[start]

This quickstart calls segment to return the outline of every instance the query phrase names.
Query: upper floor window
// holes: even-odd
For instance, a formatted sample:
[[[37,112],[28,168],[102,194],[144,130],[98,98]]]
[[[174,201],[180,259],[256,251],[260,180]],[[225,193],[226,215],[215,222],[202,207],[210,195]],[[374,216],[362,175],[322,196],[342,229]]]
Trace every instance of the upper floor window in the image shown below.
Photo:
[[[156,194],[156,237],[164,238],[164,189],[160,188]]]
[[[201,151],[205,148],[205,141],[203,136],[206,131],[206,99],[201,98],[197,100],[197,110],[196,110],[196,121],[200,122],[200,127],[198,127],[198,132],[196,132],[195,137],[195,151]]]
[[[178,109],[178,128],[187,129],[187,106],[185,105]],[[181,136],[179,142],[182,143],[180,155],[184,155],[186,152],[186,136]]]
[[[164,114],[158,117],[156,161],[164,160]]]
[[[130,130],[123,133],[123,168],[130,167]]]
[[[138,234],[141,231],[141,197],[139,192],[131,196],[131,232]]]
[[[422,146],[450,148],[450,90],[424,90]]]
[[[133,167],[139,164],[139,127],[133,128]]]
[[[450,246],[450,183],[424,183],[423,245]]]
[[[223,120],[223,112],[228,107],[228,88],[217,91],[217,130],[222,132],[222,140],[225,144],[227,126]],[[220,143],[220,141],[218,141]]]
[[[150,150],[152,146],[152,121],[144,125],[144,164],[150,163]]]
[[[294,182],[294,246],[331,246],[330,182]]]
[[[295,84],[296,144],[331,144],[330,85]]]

[end]

What is being asked:
Write out the entries in full, exactly as given.

Task solution:
This quickstart calls segment to return the outline of every instance the query phrase names.
Query: upper floor window
// holes: even-odd
For instance, a formatted sample:
[[[37,112],[28,168],[102,194],[144,130],[98,98]]]
[[[174,201],[180,259],[256,251],[260,180]],[[225,193],[226,215],[215,222],[202,207],[210,195]],[[374,216],[362,175],[322,196],[342,229]]]
Trace every instance of the upper floor window in the image shown below.
Photo:
[[[156,194],[156,237],[164,238],[164,189],[160,188]]]
[[[201,151],[205,148],[205,141],[203,136],[206,131],[206,99],[201,98],[197,100],[197,110],[196,110],[196,121],[200,122],[200,127],[198,127],[198,132],[196,132],[195,137],[195,151]]]
[[[178,109],[178,128],[187,129],[187,106],[185,105]],[[181,136],[179,142],[182,143],[180,155],[184,155],[186,152],[186,136]]]
[[[164,114],[158,117],[156,161],[164,160]]]
[[[130,130],[123,133],[123,168],[130,167]]]
[[[138,234],[141,231],[141,197],[139,192],[131,196],[131,232]]]
[[[422,146],[450,148],[450,90],[424,90]]]
[[[133,167],[139,164],[139,127],[133,128]]]
[[[450,246],[450,183],[424,183],[423,245]]]
[[[223,120],[223,112],[228,107],[228,88],[217,91],[217,130],[222,132],[222,140],[225,144],[227,126]],[[220,143],[220,141],[218,141]]]
[[[150,150],[152,146],[152,121],[144,125],[144,164],[150,163]]]
[[[294,182],[294,246],[331,246],[330,182]]]
[[[295,84],[296,144],[331,144],[330,85]]]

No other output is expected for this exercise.